[start GIVEN PASSAGE]

(DYNASTIC RULE and the CHINESE – continued)
In 417, an army from the south, led by a former cobbler named Liu Yu, went north and conquered Luoyang, Chang'an and surrounding territory. Liu Yu returned to his base in the south. Subordinates he left behind in the north quarreled among themselves, and Xiongnu chieftains again overran the area. In the south, Liu Yu was able to force the Jin emperor to abdicate in his favor, and Liu Yu began what was to be known as the Liu-Song dynasty.
Liu Yu's successor, the emperor Wen (424-53) adopted Buddhism, believing that it would help his subjects become content, help them acquire good manners and discourage rebellion.
These were times of the greatest growth of Buddhism in China. In the northern half of China, Buddhist monasteries had become economically powerful landowning enterprises with hereditary serfs, and these monasteries were winning tax exemptions. This annoyed many in the north and caused some people to turn against Buddhism. A few remaining orthodox Confucianists were also finding fault with Buddhists for leaving their families for the monastery and for a lack of sense of duty to society.
Conflict also arose between Buddhism and traditional Chinese attitudes toward sexuality. The Chinese had accepted sexuality as a natural part of life and necessary in preserving the family, while Buddhism's attitude toward sexuality was more negative. Buddhist men and women were segregated at their meetings, and the Buddhists saw licentiousness in the Taoist meetings of men and women together, and Buddhists accused the Taoists of having orgies.
In 444, Taoists in the north inspired a movement against Buddhism on the grounds that Buddhism was an alien creed. In 445, in putting down a rebellion at Chang'an, ruling forces found a cache of arms at a Buddhist monastery. The ruler, Daiwu, decreed that all Buddhists monks were to be put to death and all Buddhist images and books destroyed. Some monasteries were attacked and destroyed, and a few monks were forced to return to family life. Then, in the early 450s, Daiwu again gave favor to Buddhism, followed by his assassination in 452.

[end GIVEN PASSAGE]

▶ [GIVEN EXERCISE 1]
In the passage on Buddhism in early China, what did ruling forces find at a Buddhist monastery while putting down the 445 rebellion at Chang'an?
The passage and the entries come from separate, unrelated sources.

[start EXCERPTED RECORDS]

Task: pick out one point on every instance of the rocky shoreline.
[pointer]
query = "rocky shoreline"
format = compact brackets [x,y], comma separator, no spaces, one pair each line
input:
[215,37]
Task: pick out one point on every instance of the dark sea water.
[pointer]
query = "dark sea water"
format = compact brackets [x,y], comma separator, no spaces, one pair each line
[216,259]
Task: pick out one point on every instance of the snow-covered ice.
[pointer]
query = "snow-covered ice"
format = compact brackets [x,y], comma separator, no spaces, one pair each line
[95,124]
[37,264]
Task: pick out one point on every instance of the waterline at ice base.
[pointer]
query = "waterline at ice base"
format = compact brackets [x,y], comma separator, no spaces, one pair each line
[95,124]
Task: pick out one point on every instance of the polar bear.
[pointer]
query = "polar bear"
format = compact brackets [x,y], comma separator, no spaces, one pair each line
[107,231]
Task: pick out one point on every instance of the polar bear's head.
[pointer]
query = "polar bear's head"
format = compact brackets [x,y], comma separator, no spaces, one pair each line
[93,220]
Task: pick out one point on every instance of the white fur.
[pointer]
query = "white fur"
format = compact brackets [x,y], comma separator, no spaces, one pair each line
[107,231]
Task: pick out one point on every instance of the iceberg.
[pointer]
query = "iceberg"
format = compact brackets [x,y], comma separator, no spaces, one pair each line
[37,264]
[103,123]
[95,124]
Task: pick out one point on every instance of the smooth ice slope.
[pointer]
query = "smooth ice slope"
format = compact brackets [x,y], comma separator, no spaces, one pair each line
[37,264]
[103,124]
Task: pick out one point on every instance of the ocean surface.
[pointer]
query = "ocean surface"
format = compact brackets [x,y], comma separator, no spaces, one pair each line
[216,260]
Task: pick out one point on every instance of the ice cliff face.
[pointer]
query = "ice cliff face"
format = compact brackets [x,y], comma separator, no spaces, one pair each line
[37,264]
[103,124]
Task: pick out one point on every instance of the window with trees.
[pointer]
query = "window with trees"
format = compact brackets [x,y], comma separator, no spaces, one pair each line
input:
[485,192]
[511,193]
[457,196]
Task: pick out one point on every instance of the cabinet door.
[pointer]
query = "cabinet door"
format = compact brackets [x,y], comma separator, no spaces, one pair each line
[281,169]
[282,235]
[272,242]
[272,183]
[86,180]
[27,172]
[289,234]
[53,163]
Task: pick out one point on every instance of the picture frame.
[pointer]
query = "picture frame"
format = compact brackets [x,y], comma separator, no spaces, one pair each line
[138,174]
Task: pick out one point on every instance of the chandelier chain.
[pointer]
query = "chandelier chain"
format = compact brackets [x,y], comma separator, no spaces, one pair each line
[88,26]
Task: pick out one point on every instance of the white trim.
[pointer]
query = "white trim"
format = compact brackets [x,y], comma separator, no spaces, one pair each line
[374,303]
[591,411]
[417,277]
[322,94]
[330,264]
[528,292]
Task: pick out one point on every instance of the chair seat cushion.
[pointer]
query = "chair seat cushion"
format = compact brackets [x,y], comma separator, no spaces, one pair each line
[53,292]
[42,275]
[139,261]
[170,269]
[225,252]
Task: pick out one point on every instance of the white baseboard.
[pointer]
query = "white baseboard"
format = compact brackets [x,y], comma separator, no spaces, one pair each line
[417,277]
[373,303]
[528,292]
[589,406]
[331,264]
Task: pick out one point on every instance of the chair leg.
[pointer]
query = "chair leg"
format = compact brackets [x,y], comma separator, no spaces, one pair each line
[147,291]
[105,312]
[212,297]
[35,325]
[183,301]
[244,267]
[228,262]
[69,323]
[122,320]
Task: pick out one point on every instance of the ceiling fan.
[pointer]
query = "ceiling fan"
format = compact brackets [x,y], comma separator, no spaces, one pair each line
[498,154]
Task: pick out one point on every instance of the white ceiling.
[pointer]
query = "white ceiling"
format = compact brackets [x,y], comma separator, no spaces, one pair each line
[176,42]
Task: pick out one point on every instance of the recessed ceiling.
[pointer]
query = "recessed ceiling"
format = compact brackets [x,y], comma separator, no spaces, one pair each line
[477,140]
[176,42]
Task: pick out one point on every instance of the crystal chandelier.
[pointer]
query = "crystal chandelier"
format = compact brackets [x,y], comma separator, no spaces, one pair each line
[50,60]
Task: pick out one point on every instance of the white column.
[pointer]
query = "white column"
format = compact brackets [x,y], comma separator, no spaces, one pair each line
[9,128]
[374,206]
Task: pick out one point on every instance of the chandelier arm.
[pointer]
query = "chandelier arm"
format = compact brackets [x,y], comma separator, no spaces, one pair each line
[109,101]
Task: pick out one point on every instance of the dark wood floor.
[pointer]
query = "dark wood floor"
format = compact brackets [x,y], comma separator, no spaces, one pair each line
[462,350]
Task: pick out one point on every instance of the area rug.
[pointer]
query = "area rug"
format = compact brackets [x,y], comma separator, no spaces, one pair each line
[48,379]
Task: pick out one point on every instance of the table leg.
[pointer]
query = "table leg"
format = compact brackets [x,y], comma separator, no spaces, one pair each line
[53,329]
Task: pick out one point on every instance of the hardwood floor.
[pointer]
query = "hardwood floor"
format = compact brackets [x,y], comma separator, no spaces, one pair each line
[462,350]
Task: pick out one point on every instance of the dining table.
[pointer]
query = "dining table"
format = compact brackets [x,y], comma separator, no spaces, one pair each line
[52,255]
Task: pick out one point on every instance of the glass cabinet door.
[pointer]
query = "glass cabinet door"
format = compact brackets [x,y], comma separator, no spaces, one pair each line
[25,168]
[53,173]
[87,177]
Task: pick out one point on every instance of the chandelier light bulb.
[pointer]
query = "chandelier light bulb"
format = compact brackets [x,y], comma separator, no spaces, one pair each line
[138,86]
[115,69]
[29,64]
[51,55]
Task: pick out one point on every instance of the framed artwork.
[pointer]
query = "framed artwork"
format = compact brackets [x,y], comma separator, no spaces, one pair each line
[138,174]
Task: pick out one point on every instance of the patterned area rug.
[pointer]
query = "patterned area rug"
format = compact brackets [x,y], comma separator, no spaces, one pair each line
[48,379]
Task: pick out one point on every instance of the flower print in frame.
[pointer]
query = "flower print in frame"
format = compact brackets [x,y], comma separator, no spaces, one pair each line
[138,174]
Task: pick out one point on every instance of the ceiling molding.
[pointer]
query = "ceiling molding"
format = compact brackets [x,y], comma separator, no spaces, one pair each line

[end EXCERPTED RECORDS]

▶ [GIVEN EXERCISE 2]
Count the lines of the entries that contain the word "iceberg" and reply with the number alone.

▶ [CORRECT RESPONSE 1]
A cache of arms.

▶ [CORRECT RESPONSE 2]
2